**REQUIREMENT:** Type every record exactly as it appears.

**RECORDS FOR THE EXERCISE:**

Content starts

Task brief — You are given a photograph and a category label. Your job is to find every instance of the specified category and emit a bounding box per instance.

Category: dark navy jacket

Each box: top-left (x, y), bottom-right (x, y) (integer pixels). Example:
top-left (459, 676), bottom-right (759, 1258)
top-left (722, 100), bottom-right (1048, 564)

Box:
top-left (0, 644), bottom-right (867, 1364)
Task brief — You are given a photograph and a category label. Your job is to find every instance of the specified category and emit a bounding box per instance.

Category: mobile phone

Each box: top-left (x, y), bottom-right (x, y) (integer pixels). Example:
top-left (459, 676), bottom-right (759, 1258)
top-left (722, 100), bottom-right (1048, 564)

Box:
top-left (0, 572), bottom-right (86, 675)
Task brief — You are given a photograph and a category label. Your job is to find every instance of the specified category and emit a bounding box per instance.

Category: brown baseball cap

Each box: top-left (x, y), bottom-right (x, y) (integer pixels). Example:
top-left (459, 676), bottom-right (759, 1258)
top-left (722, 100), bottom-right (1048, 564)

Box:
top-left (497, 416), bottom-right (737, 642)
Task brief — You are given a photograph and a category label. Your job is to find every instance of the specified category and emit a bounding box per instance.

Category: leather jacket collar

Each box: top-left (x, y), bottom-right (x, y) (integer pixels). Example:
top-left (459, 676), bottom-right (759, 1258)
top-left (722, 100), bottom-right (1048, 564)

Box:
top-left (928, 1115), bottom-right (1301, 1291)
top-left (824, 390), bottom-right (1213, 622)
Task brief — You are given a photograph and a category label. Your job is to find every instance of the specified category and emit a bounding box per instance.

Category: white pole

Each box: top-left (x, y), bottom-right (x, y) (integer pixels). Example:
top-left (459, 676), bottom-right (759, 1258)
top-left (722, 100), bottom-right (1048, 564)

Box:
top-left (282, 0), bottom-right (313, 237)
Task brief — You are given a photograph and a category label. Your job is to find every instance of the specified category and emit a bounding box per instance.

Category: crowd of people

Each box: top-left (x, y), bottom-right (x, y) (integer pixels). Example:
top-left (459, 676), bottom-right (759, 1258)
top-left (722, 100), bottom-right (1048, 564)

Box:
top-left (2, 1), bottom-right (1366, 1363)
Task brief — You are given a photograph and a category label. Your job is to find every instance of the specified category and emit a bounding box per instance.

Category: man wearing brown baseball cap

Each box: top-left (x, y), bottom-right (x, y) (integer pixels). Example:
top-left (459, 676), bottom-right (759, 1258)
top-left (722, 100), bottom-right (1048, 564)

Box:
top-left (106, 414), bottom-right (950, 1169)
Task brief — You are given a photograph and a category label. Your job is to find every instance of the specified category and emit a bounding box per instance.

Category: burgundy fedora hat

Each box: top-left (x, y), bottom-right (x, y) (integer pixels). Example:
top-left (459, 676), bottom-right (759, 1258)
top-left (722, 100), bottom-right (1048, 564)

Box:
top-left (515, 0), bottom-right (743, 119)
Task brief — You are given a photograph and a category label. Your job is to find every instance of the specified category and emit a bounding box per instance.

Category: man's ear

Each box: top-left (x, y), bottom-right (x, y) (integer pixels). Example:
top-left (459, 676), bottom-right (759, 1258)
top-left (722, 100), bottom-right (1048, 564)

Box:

Content ends

**RESPONSE BOX:**
Task brief — You are given a photograph and a category label. Your job is to find every instance of the specified category and emit a bounding box per instance.

Category: dark navy jacket

Each box: top-left (x, y), bottom-right (x, y) (integer pixels). Example:
top-left (459, 676), bottom-right (759, 1258)
top-left (722, 100), bottom-right (1048, 564)

Box:
top-left (0, 644), bottom-right (867, 1364)
Task brief — You are given a photograph and a category label. Your job is to find every instance of the specified category and emit a bounding box per instance.

Category: mobile phone

Each box: top-left (x, y), bottom-right (x, y) (integer pixels). Example:
top-left (459, 676), bottom-right (759, 1258)
top-left (722, 100), bottom-right (1048, 564)

Box:
top-left (0, 572), bottom-right (86, 675)
Task brief — You are given a photograph and a category label. Your job is to find every instance of the specified category and emit a bounding box per instance.

Category: brown baseball cap

Each box: top-left (x, y), bottom-right (x, y) (integer pixels). Example:
top-left (459, 676), bottom-right (759, 1258)
top-left (722, 100), bottom-right (1048, 564)

Box:
top-left (497, 416), bottom-right (737, 642)
Task brief — You are given a photograph and a category label. Your job is to find every instance of the specified category and emit a bounding box per instance.

Category: leather jacket collar

Each box: top-left (x, y), bottom-right (x, y) (integer pixels). Example:
top-left (459, 676), bottom-right (759, 1258)
top-left (722, 100), bottom-right (1048, 564)

Box:
top-left (928, 1115), bottom-right (1301, 1291)
top-left (824, 390), bottom-right (1213, 622)
Task brief — You are given a photograph and a category label. Your job is to find every instance of the specified category and emit a bounding box per instance.

Category: white pole

Each box: top-left (x, y), bottom-right (x, y) (integer pixels). Example:
top-left (459, 676), bottom-right (759, 1258)
top-left (722, 100), bottom-right (1048, 564)

Box:
top-left (282, 0), bottom-right (313, 237)
Task brief — You are given a photograph and a category label. Your job is to find every instance of the specified category and emit a bounding box per instance.

Category: crowd of people

Each box: top-left (x, y), bottom-right (x, y) (integer pixels). Example:
top-left (459, 676), bottom-right (759, 1258)
top-left (722, 100), bottom-right (1048, 564)

Box:
top-left (2, 1), bottom-right (1366, 1363)
Task brief — You are given a photograph and a category label. Your job is to find every instance of the specified category and emit a bounding box per instance.

Category: man wearing brown baseball cap

Each box: top-left (x, y), bottom-right (x, y) (integer pixels). Example:
top-left (459, 676), bottom-right (759, 1258)
top-left (722, 100), bottom-right (1048, 564)

Box:
top-left (106, 414), bottom-right (950, 1169)
Task brief — You are given a photograph and a category label. Your job is to find every instance of the specified category and emit a bounding box per instance.

Category: burgundy fedora hat

Each box: top-left (x, y), bottom-right (x, y) (integer pixels). Example:
top-left (459, 676), bottom-right (759, 1258)
top-left (722, 100), bottom-right (1048, 564)

Box:
top-left (515, 0), bottom-right (743, 119)
Task brief — You are given a photograph and a category label. Your job is to find every instance of the specified category and emit a bounding box per instance.

Category: man's ear

Each box: top-left (x, y), bottom-right (x, y) (integer pixels). Example:
top-left (459, 676), bottom-right (759, 1258)
top-left (722, 100), bottom-right (1048, 564)

Box:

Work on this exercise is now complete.